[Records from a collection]
----

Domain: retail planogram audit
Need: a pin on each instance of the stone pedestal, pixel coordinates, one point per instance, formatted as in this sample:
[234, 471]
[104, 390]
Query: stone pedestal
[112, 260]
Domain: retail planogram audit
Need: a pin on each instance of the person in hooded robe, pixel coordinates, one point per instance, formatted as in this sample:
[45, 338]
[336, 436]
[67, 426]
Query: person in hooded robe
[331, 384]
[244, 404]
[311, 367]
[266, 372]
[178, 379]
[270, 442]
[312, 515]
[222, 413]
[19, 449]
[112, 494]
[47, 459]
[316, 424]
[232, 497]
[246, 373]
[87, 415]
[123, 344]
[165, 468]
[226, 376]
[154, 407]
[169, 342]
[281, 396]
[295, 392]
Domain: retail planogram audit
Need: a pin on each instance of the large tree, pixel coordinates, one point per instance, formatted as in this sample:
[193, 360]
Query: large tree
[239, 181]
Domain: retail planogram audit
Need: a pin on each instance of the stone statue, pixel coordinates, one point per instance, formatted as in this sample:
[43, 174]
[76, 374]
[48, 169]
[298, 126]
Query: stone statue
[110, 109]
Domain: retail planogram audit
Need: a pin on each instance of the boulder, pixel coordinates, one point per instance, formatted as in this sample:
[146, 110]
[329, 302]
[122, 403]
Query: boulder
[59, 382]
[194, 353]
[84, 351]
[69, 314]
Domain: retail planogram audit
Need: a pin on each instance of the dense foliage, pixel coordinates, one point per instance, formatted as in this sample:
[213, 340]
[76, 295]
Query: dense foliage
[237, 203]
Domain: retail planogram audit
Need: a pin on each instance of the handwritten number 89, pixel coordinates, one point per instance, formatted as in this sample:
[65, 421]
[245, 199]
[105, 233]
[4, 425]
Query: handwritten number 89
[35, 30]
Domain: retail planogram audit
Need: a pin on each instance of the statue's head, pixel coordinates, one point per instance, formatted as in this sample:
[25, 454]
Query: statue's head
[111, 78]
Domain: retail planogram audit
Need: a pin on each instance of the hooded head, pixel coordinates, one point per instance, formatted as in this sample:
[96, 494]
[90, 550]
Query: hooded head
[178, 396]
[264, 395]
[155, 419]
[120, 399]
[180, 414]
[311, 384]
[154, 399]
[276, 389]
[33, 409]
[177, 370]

----

Reproduce the material in full, with no word added or dropped.

Domain: retail planogram audit
Need: a pin on each instance of the stone pedestal, pixel coordinates, one point per instance, formatted as in this sample:
[234, 471]
[104, 390]
Query: stone pedestal
[112, 260]
Domain: retail planogram audit
Need: a pin on each instance of the person in hooded robe, pixel coordinates, one point per instance, formatted as in this sample:
[45, 338]
[336, 436]
[67, 426]
Query: person in hooded robe
[331, 384]
[244, 404]
[311, 367]
[266, 372]
[178, 379]
[270, 442]
[312, 515]
[222, 413]
[19, 449]
[112, 494]
[47, 459]
[316, 424]
[232, 497]
[246, 373]
[87, 415]
[123, 344]
[165, 468]
[226, 376]
[154, 407]
[169, 342]
[281, 396]
[295, 392]
Domain: retail planogram audit
Need: a pin on each instance of the large tree, pixel coordinates, one point per instance, formatted as in this sample:
[193, 360]
Query: large tree
[239, 181]
Domain: retail planogram audit
Need: a pin on each instance of the stone statue, pixel coordinates, one point per instance, formatted as in this sample:
[43, 174]
[76, 374]
[48, 169]
[298, 126]
Query: stone statue
[110, 109]
Domain: retail planogram audit
Need: a pin on each instance of the boulder, pixel coordinates, one point per instance, formatted as in this sample:
[146, 110]
[329, 302]
[122, 403]
Query: boulder
[59, 382]
[194, 353]
[84, 351]
[69, 314]
Domain: retail planogram audit
Need: a pin on each instance of the dense foliage, pixel coordinates, one point per instance, formatted as in this sample:
[213, 340]
[76, 295]
Query: dense foliage
[237, 203]
Domain: retail planogram audit
Need: a pin on each instance of the handwritten number 89, pixel coordinates, one point per instance, formatted as in this sample:
[65, 421]
[245, 199]
[105, 233]
[4, 425]
Query: handwritten number 89
[35, 30]
Domain: retail planogram audit
Need: a pin on each instance of the statue's head, pixel coordinates, one point per instance, formatted as in this sample:
[25, 454]
Query: statue's head
[111, 78]
Domain: retail planogram audit
Need: a pin on each instance of the hooded head, pixel coordinates, one point per instance, formatted as in this sample:
[96, 494]
[90, 550]
Query: hooded head
[178, 396]
[264, 395]
[155, 419]
[120, 399]
[180, 414]
[311, 384]
[154, 399]
[276, 389]
[33, 409]
[177, 370]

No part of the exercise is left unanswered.